### Quoted text
The opinion of the court was delivered by: VICTOR E. Bianchini United States Magistrate Judge
Petitioner Antwain Williams ("Williams" or "Petitioner"), proceeding pro se, seeks a writ of habeas corpus pursuant to 28 U.S.C. § 2254 on the basis that his state court conviction was unconstitutional. See Docket No. 1. The parties have consented to disposition of the undersigned pursuant to 28 U.S.C. § 636(c)(1). Presently before the Court is Respondent's motion pursuant to Rule 12(b)(6) of the Federal Rules of Civil Procedure. See Docket Nos. 8-1, 8-2.
II. Factual Background and Procedural History
Following a jury trial in Ontario County Court of New York State, Williams was convicted on October 3, 2003, of charges of third degree criminal possession of a controlled substance and second degree criminal possession of a weapon. The Appellate Division, Fourth Department, of New York State Supreme Court unanimously affirmed his conviction on direct appeal on September 30, 2005. People v. Williams, 21 A.D.3d 1401 (App. Div. 4th Dept. 2005). Leave to appeal to the New York Court of Appeals was denied on November 22, 2005. People v.Williams, 5 N.Y.3d 885 (N.Y. 2005).

### Problem 1
Recast everything in the listing from the line containing "twig shown above." down to the end of the listing as a numbered list, omitting blank lines.
### Problem 2
Continue the court opinion from where it ends.
The court opinion and the listing after it are unrelated.

### Records shown
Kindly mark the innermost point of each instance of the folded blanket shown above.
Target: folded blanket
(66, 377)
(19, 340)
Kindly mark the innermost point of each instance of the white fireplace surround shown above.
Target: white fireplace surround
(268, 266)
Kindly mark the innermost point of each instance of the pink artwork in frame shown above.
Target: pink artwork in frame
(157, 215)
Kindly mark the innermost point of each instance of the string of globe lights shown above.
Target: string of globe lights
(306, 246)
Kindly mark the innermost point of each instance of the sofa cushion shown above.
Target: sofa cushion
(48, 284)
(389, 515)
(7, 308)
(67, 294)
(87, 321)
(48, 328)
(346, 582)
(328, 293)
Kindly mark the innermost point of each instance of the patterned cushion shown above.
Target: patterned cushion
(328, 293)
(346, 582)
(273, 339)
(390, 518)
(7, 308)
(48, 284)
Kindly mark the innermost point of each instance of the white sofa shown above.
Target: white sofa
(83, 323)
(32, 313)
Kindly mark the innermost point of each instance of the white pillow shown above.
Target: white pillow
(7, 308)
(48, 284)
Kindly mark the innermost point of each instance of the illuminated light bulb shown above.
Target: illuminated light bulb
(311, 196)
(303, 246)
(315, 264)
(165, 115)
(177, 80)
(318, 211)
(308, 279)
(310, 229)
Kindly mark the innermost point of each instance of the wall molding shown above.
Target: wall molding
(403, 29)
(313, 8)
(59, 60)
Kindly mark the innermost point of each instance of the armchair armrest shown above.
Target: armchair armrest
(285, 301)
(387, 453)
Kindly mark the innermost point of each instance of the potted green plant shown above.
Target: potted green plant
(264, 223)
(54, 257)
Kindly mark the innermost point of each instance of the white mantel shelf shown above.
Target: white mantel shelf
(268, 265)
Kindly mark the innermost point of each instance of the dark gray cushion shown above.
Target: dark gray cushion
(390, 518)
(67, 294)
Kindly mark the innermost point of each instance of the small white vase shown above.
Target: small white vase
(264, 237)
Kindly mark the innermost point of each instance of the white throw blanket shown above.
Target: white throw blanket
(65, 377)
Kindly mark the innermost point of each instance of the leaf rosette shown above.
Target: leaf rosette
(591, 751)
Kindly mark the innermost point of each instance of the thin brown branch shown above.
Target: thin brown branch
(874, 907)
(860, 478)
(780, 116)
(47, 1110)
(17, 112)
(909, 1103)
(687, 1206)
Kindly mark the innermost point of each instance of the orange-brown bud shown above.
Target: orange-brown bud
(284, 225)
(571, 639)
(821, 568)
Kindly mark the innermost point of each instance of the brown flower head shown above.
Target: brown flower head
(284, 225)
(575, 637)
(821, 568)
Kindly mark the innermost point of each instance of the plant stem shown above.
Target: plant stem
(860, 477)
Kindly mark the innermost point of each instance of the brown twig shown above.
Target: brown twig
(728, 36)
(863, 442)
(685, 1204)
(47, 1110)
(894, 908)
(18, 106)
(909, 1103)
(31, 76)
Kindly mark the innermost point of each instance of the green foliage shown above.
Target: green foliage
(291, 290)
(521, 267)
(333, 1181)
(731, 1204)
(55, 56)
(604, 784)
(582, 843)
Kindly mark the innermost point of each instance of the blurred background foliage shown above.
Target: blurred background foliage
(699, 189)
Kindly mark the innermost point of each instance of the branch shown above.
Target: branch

### Response 1
1. Kindly mark the innermost point of each instance of the brown twig shown above.
2. Target: brown twig
3. (728, 36)
4. (863, 442)
5. (685, 1204)
6. (47, 1110)
7. (894, 908)
8. (18, 106)
9. (909, 1103)
10. (31, 76)
11. Kindly mark the innermost point of each instance of the green foliage shown above.
12. Target: green foliage
13. (291, 290)
14. (521, 267)
15. (333, 1181)
16. (731, 1204)
17. (55, 56)
18. (604, 784)
19. (582, 843)
20. Kindly mark the innermost point of each instance of the blurred background foliage shown above.
21. Target: blurred background foliage
22. (699, 189)
23. Kindly mark the innermost point of each instance of the branch shown above.
24. Target: branch

### Response 2
Williams filed his federal habeas petition in this Court on May 31, 2006, claiming that his conviction was unconstitutionally obtained through the state's introduction of evidence seized in violation of his Fourth Amendment rights. Specifically, Williams has divided his Fourth Amendment allegations into three claims alleging that his conviction was obtained: (1) by "use of evidence gained in violation of his Constitutional right against unreasonable searches and seizures"; (2) by "use of evidence obtained due to an unlawful arrest"; and (3) in violation of "the fruit of the poisonous tree doctrine". Petition ("Pet.") at 3-4 (Docket No. 1). As Respondent points out, all three claims are based on the same allegedly unlawful arrest.*fn1 Respondent's Memorandum of Law ("Resp't Mem.") at 1-2 n.1 (Docket No. 8-2). Williams states in his petition that he exhausted his Fourth Amendment claims on direct appeal. Resp't Mem. at 1-2 (Docket No. 8-2) (citing Pet. at 2-3 (Docket No. 1)).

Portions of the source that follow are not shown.